### [WHAT IS ASKED]
Which lines run from the one containing "point: white wall" to the end of the entries? Quote them exactly, and nothing else.
━━━━━ INPUT FOR THIS TASK
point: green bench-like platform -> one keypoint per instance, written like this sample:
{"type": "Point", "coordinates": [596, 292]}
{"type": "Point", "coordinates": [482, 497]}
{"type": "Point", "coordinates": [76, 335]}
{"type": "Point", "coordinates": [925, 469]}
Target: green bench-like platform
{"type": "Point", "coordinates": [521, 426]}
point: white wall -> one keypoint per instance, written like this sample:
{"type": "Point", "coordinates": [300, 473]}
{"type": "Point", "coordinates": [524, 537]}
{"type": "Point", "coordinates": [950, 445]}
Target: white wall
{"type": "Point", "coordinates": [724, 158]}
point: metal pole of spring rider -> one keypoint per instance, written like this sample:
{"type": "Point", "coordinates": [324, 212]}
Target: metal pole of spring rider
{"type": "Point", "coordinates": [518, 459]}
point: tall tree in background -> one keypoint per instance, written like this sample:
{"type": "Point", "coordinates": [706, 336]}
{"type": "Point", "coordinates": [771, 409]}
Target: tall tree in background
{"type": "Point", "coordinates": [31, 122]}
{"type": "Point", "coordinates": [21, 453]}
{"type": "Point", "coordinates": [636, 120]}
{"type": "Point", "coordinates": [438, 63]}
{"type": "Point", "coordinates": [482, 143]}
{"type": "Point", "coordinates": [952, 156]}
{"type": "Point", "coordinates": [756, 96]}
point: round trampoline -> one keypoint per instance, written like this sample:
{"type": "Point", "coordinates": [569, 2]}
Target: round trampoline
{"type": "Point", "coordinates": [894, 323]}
━━━━━━━━━━
### [COMPLETE OUTPUT]
point: white wall -> one keypoint per instance, written like this sample:
{"type": "Point", "coordinates": [300, 473]}
{"type": "Point", "coordinates": [524, 537]}
{"type": "Point", "coordinates": [950, 445]}
Target: white wall
{"type": "Point", "coordinates": [724, 158]}
point: metal pole of spring rider -> one keypoint per instance, written like this sample:
{"type": "Point", "coordinates": [324, 212]}
Target: metal pole of spring rider
{"type": "Point", "coordinates": [518, 459]}
point: tall tree in background -> one keypoint per instance, written like this sample:
{"type": "Point", "coordinates": [706, 336]}
{"type": "Point", "coordinates": [771, 409]}
Target: tall tree in background
{"type": "Point", "coordinates": [31, 122]}
{"type": "Point", "coordinates": [21, 453]}
{"type": "Point", "coordinates": [636, 120]}
{"type": "Point", "coordinates": [438, 63]}
{"type": "Point", "coordinates": [482, 143]}
{"type": "Point", "coordinates": [952, 156]}
{"type": "Point", "coordinates": [756, 96]}
point: round trampoline -> one keypoint per instance, written like this sample:
{"type": "Point", "coordinates": [569, 2]}
Target: round trampoline
{"type": "Point", "coordinates": [894, 323]}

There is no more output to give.